AIM OF THE EXERCISE: Please rewrite the items below, swapping "set a point" for "place a marker" everywhere and changing nothing else. Leave out the pictures.

-------- PROVIDED DATA

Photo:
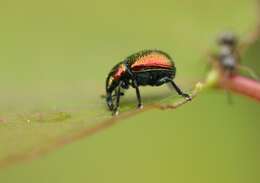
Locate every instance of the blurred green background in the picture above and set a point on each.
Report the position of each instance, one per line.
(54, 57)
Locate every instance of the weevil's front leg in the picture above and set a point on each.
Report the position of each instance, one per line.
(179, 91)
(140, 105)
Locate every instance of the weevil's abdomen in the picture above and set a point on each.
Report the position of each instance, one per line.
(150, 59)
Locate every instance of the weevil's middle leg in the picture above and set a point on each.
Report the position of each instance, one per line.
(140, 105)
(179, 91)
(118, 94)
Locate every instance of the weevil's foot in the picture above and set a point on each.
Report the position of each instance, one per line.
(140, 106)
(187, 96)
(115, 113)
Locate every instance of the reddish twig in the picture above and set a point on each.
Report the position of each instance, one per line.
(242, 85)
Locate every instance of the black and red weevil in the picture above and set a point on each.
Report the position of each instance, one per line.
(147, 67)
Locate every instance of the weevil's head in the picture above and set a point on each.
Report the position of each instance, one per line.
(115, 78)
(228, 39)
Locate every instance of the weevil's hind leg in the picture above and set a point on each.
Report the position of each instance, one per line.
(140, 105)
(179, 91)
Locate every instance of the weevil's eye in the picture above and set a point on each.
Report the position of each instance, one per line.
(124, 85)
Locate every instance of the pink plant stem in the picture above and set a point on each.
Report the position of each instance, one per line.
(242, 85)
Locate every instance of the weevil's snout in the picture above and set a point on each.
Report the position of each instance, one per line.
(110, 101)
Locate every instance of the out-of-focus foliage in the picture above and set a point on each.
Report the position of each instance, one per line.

----------------

WRITTEN SOLUTION:
Photo:
Locate every instance of the blurred green background in the picture above and place a marker on each.
Report the position of each instance, one per line.
(54, 57)
Locate every instance of the weevil's front leg in the picture above and place a marker on each.
Report the position of each instance, one per line.
(179, 91)
(140, 105)
Locate every instance of the weevil's abdomen in the picture above and place a marker on each.
Report the position of each instance, one per line.
(150, 59)
Locate every instance of the weevil's middle leg in the picture above and place a marker on each.
Report the position of each instance, one per line.
(140, 105)
(179, 91)
(118, 94)
Locate every instance of the weevil's foot in the picture above and place a marker on each.
Report the position of each instance, one per line.
(140, 106)
(187, 96)
(115, 113)
Locate every instance of the reddish twig in the picture above and place a marker on each.
Report the position of each instance, one per line.
(242, 85)
Locate every instance of the black and red weevil in the picture above and place a marker on each.
Report the position of each instance, one per line.
(147, 67)
Locate every instance of the weevil's head in the picture above and place a marker on each.
Report the position of each instance, one per line.
(115, 78)
(228, 39)
Locate every instance of the weevil's hind leg in the picture above and place a marker on each.
Report the position of each instance, one per line.
(140, 105)
(179, 91)
Locate every instance of the weevil's eye in the picture above and place a marker on each.
Report the position of each instance, one per line.
(124, 85)
Locate every instance of the pink plant stem in the picture above and place a marker on each.
Report the position of each instance, one per line.
(242, 85)
Locate every instance of the weevil's snout in the picture above and place a marker on each.
Report the position of each instance, one per line.
(110, 101)
Locate every instance of the out-of-focus foliage in the picture above and place a marker on each.
Report the position of each instance, one per line.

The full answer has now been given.